DATA FOR THIS EXERCISE ->
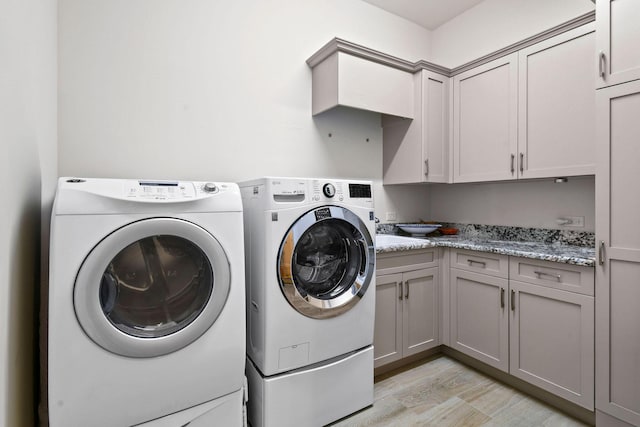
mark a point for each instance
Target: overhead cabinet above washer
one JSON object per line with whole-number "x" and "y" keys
{"x": 341, "y": 79}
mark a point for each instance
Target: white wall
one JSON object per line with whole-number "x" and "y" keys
{"x": 28, "y": 138}
{"x": 201, "y": 89}
{"x": 535, "y": 204}
{"x": 495, "y": 24}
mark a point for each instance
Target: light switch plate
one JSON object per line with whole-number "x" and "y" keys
{"x": 571, "y": 221}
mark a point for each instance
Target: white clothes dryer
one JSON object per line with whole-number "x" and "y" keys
{"x": 146, "y": 303}
{"x": 310, "y": 262}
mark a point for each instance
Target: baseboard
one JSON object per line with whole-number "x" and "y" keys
{"x": 409, "y": 362}
{"x": 551, "y": 399}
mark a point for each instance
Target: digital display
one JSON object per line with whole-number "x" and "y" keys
{"x": 158, "y": 183}
{"x": 322, "y": 213}
{"x": 359, "y": 191}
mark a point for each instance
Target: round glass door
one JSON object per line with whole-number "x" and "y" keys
{"x": 326, "y": 262}
{"x": 152, "y": 287}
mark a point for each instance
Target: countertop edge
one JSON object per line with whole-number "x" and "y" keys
{"x": 485, "y": 247}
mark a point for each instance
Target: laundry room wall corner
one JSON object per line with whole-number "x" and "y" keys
{"x": 28, "y": 113}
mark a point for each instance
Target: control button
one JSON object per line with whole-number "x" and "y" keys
{"x": 329, "y": 190}
{"x": 209, "y": 187}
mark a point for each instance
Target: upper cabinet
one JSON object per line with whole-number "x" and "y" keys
{"x": 617, "y": 46}
{"x": 341, "y": 79}
{"x": 557, "y": 107}
{"x": 530, "y": 114}
{"x": 526, "y": 111}
{"x": 418, "y": 150}
{"x": 485, "y": 107}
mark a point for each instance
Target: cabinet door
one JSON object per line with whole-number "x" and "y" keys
{"x": 485, "y": 107}
{"x": 387, "y": 339}
{"x": 617, "y": 45}
{"x": 552, "y": 341}
{"x": 557, "y": 106}
{"x": 417, "y": 150}
{"x": 346, "y": 80}
{"x": 618, "y": 270}
{"x": 479, "y": 319}
{"x": 420, "y": 311}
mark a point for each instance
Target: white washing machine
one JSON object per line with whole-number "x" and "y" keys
{"x": 310, "y": 262}
{"x": 146, "y": 304}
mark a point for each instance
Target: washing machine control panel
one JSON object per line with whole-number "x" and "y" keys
{"x": 169, "y": 190}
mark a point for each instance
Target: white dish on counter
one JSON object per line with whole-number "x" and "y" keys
{"x": 418, "y": 229}
{"x": 391, "y": 240}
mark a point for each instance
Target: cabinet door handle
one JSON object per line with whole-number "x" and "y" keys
{"x": 602, "y": 62}
{"x": 542, "y": 273}
{"x": 473, "y": 261}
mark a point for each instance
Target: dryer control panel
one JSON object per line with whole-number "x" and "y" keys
{"x": 150, "y": 190}
{"x": 155, "y": 190}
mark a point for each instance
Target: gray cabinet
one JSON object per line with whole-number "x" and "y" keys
{"x": 485, "y": 120}
{"x": 533, "y": 319}
{"x": 407, "y": 306}
{"x": 618, "y": 238}
{"x": 345, "y": 80}
{"x": 551, "y": 327}
{"x": 617, "y": 46}
{"x": 557, "y": 108}
{"x": 479, "y": 317}
{"x": 417, "y": 150}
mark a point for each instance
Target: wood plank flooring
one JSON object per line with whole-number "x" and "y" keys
{"x": 443, "y": 392}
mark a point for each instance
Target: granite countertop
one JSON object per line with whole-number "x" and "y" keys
{"x": 556, "y": 252}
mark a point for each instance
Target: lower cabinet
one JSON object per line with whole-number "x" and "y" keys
{"x": 407, "y": 302}
{"x": 479, "y": 317}
{"x": 539, "y": 328}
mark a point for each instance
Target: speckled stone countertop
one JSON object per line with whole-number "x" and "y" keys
{"x": 553, "y": 251}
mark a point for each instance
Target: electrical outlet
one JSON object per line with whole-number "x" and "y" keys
{"x": 571, "y": 221}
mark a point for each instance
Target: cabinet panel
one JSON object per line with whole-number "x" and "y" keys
{"x": 420, "y": 317}
{"x": 346, "y": 80}
{"x": 552, "y": 341}
{"x": 485, "y": 121}
{"x": 618, "y": 270}
{"x": 624, "y": 339}
{"x": 397, "y": 262}
{"x": 568, "y": 277}
{"x": 618, "y": 35}
{"x": 479, "y": 320}
{"x": 480, "y": 262}
{"x": 556, "y": 117}
{"x": 387, "y": 339}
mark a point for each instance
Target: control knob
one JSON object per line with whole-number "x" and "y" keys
{"x": 329, "y": 190}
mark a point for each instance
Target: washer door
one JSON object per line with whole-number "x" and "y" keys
{"x": 326, "y": 262}
{"x": 152, "y": 287}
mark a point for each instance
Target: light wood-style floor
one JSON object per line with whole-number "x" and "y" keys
{"x": 443, "y": 392}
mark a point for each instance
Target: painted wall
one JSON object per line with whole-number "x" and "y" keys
{"x": 29, "y": 168}
{"x": 202, "y": 89}
{"x": 528, "y": 203}
{"x": 495, "y": 24}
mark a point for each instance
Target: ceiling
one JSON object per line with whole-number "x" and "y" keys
{"x": 429, "y": 14}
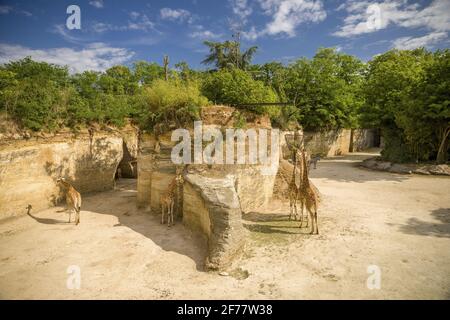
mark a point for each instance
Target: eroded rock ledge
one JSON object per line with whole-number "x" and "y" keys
{"x": 409, "y": 168}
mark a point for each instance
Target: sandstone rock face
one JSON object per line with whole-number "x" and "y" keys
{"x": 337, "y": 142}
{"x": 28, "y": 169}
{"x": 128, "y": 165}
{"x": 213, "y": 197}
{"x": 211, "y": 207}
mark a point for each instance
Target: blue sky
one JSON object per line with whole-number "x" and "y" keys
{"x": 120, "y": 32}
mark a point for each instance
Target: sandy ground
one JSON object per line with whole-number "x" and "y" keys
{"x": 399, "y": 223}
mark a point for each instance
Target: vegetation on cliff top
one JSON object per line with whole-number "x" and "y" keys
{"x": 405, "y": 93}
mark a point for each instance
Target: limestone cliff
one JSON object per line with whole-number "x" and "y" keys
{"x": 29, "y": 168}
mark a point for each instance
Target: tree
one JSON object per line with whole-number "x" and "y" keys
{"x": 390, "y": 104}
{"x": 146, "y": 72}
{"x": 228, "y": 54}
{"x": 326, "y": 89}
{"x": 235, "y": 86}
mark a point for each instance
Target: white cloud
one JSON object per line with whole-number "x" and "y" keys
{"x": 360, "y": 15}
{"x": 138, "y": 21}
{"x": 203, "y": 34}
{"x": 97, "y": 3}
{"x": 8, "y": 9}
{"x": 174, "y": 14}
{"x": 241, "y": 9}
{"x": 287, "y": 16}
{"x": 5, "y": 9}
{"x": 409, "y": 43}
{"x": 96, "y": 56}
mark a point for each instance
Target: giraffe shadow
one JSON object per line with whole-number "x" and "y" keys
{"x": 47, "y": 220}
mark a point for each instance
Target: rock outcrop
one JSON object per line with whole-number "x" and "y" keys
{"x": 29, "y": 168}
{"x": 213, "y": 197}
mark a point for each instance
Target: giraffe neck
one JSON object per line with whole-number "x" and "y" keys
{"x": 305, "y": 179}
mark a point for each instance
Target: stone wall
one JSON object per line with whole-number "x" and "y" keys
{"x": 213, "y": 197}
{"x": 340, "y": 141}
{"x": 29, "y": 168}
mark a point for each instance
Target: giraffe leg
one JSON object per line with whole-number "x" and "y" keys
{"x": 315, "y": 219}
{"x": 170, "y": 214}
{"x": 302, "y": 211}
{"x": 312, "y": 221}
{"x": 290, "y": 208}
{"x": 295, "y": 210}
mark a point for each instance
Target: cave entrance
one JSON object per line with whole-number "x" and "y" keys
{"x": 127, "y": 167}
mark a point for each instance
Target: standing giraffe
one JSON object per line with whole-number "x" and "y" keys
{"x": 73, "y": 199}
{"x": 308, "y": 196}
{"x": 293, "y": 192}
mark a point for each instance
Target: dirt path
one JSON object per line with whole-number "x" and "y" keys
{"x": 399, "y": 223}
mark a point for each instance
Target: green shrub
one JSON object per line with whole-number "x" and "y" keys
{"x": 235, "y": 86}
{"x": 171, "y": 101}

WHAT YOU WILL DO ->
The required answer is a single number: how many lines above hold the string "giraffe".

ANSWER FOR THIS EXERCISE ->
4